▸ **DATA EXTRACTS**:
<<<<
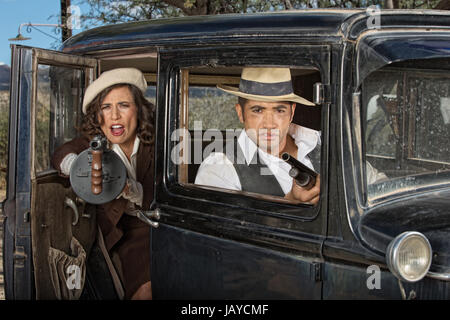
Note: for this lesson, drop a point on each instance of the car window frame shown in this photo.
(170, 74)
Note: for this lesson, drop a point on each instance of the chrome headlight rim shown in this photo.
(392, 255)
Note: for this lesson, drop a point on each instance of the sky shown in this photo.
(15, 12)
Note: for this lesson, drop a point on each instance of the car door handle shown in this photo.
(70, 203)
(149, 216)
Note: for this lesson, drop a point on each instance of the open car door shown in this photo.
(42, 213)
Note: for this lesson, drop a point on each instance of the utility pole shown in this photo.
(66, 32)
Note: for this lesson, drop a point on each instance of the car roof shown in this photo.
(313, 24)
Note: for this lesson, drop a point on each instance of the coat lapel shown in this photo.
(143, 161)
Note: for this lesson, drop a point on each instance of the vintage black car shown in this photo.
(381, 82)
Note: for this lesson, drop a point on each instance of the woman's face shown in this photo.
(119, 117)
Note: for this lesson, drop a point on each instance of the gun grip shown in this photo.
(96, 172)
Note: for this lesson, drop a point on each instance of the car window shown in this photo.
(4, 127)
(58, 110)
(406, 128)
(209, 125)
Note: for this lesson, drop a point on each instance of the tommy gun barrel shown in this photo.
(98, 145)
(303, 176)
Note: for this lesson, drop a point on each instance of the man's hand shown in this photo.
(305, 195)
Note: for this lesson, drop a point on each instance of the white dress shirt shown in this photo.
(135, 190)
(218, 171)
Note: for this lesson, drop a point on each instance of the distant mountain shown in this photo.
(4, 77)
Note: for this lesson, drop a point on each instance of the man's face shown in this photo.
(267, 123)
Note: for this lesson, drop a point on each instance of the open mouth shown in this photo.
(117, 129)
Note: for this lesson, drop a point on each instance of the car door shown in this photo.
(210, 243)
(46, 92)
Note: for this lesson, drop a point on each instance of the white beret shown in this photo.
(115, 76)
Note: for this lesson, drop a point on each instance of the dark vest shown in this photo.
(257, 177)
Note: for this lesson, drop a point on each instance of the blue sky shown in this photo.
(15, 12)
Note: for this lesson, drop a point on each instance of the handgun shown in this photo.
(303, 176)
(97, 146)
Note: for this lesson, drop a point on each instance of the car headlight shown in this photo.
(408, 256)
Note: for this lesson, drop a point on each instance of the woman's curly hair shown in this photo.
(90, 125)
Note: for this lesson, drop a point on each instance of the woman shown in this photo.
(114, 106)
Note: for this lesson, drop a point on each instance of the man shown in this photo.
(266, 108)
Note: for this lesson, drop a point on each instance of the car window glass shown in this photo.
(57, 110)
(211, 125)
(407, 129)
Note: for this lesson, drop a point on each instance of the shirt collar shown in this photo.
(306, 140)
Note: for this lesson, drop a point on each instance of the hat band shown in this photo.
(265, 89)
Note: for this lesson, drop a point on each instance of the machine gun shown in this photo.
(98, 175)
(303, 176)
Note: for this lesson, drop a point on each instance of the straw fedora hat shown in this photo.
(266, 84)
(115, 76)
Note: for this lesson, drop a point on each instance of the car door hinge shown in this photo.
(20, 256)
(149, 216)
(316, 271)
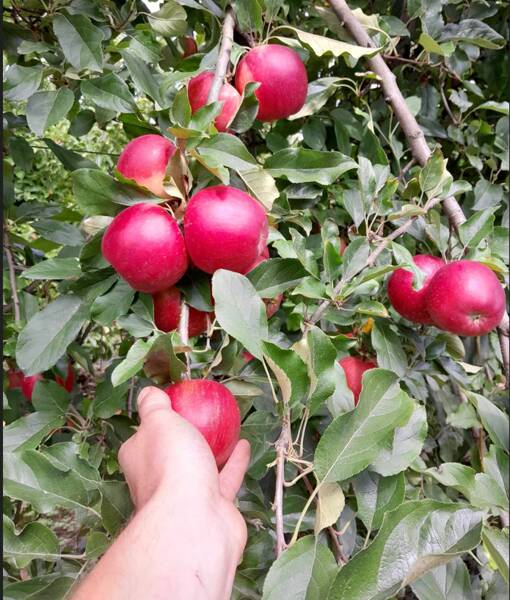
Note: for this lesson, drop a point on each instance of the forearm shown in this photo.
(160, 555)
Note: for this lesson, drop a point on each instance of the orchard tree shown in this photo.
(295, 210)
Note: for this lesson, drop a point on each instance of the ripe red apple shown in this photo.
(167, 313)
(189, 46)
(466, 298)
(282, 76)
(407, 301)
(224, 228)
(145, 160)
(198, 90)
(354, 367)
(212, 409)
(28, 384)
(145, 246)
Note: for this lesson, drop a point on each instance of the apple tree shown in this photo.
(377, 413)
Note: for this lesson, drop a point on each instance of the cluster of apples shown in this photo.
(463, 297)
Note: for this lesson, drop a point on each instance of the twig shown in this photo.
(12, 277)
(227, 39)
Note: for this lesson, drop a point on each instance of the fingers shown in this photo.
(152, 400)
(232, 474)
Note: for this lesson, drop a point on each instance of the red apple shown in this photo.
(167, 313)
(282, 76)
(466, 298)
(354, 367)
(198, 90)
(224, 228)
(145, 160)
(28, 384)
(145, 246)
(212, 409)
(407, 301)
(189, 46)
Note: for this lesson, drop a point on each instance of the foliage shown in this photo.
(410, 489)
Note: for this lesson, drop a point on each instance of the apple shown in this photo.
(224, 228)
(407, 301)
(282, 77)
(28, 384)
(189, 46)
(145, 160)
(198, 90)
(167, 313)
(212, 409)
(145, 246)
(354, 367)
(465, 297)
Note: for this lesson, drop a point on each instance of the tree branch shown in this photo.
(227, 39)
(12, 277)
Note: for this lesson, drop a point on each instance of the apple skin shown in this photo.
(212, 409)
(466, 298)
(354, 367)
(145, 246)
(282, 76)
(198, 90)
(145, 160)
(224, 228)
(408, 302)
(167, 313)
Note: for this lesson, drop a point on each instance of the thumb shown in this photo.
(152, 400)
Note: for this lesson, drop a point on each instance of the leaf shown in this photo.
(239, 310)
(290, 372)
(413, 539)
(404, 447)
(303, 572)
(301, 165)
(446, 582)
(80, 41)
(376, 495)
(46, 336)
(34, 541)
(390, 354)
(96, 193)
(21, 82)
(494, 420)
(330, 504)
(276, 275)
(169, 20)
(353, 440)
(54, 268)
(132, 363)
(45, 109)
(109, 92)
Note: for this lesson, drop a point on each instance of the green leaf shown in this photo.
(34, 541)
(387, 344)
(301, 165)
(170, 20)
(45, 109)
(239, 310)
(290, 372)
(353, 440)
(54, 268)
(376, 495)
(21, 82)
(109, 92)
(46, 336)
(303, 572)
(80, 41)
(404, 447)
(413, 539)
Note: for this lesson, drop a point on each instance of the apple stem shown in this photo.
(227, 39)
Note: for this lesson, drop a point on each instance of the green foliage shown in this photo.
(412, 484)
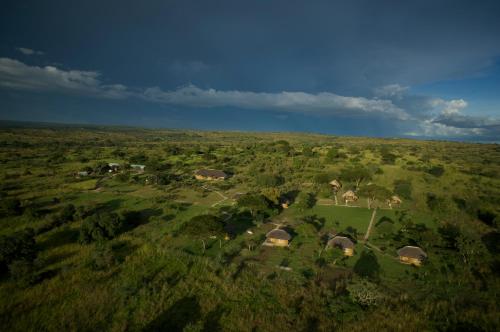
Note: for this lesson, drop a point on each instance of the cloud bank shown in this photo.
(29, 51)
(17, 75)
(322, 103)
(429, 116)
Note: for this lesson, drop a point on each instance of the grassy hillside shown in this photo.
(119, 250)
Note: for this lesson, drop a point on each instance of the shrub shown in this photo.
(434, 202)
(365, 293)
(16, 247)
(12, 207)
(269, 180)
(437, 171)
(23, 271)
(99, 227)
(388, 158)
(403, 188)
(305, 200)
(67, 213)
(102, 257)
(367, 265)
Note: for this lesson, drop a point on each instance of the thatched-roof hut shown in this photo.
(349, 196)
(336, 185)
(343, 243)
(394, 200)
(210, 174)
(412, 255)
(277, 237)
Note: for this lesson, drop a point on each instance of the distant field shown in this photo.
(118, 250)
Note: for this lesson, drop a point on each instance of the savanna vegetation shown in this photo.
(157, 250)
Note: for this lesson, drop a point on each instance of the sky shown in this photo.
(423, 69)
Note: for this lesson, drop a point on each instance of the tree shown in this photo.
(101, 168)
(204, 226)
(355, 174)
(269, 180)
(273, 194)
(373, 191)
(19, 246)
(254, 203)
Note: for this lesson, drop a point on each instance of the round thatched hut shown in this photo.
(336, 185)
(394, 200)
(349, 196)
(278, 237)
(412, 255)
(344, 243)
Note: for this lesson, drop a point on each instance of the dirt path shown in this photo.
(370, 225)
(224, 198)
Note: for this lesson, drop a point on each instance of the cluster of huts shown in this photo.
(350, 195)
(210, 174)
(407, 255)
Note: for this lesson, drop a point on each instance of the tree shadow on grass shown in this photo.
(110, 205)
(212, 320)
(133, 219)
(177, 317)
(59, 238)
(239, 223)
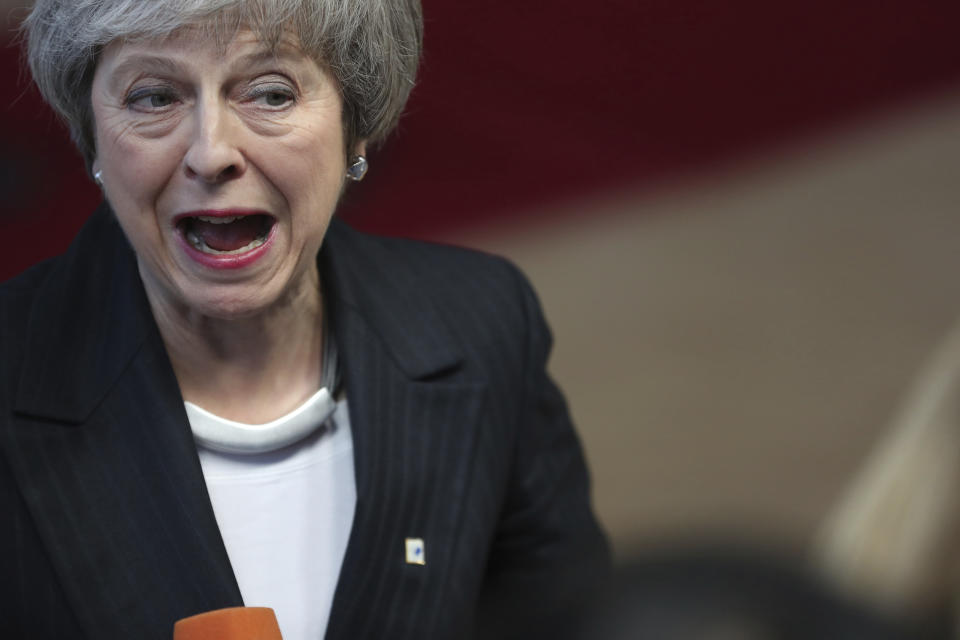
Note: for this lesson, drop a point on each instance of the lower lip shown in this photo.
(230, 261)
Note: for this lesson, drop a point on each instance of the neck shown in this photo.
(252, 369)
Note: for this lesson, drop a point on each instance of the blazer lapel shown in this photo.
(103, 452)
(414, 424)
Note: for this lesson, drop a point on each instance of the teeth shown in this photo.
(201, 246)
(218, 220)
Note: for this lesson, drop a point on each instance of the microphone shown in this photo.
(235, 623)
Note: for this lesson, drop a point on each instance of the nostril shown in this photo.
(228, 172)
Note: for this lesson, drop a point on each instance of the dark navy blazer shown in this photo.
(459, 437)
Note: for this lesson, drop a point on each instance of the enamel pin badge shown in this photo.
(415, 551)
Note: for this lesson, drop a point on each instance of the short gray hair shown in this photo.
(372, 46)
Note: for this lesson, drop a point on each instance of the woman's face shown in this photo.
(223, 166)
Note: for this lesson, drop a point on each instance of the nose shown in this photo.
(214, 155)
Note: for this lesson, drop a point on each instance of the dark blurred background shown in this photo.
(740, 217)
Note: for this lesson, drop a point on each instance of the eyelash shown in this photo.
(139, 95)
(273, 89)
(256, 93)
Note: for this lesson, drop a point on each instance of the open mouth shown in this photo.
>>>>
▸ **TASK DETAILS**:
Copy out exactly the line that holds "eyelash shown in this photo." and all remaining lines of the listing, both the first and the last included.

▸ **EXPECTED ANSWER**:
Note: for this lesson, drop a point on each instance of the eyelash shown in this photo.
(139, 95)
(273, 89)
(256, 93)
Note: for this lesson, drop a point on each instance of the open mouth shown in this photo.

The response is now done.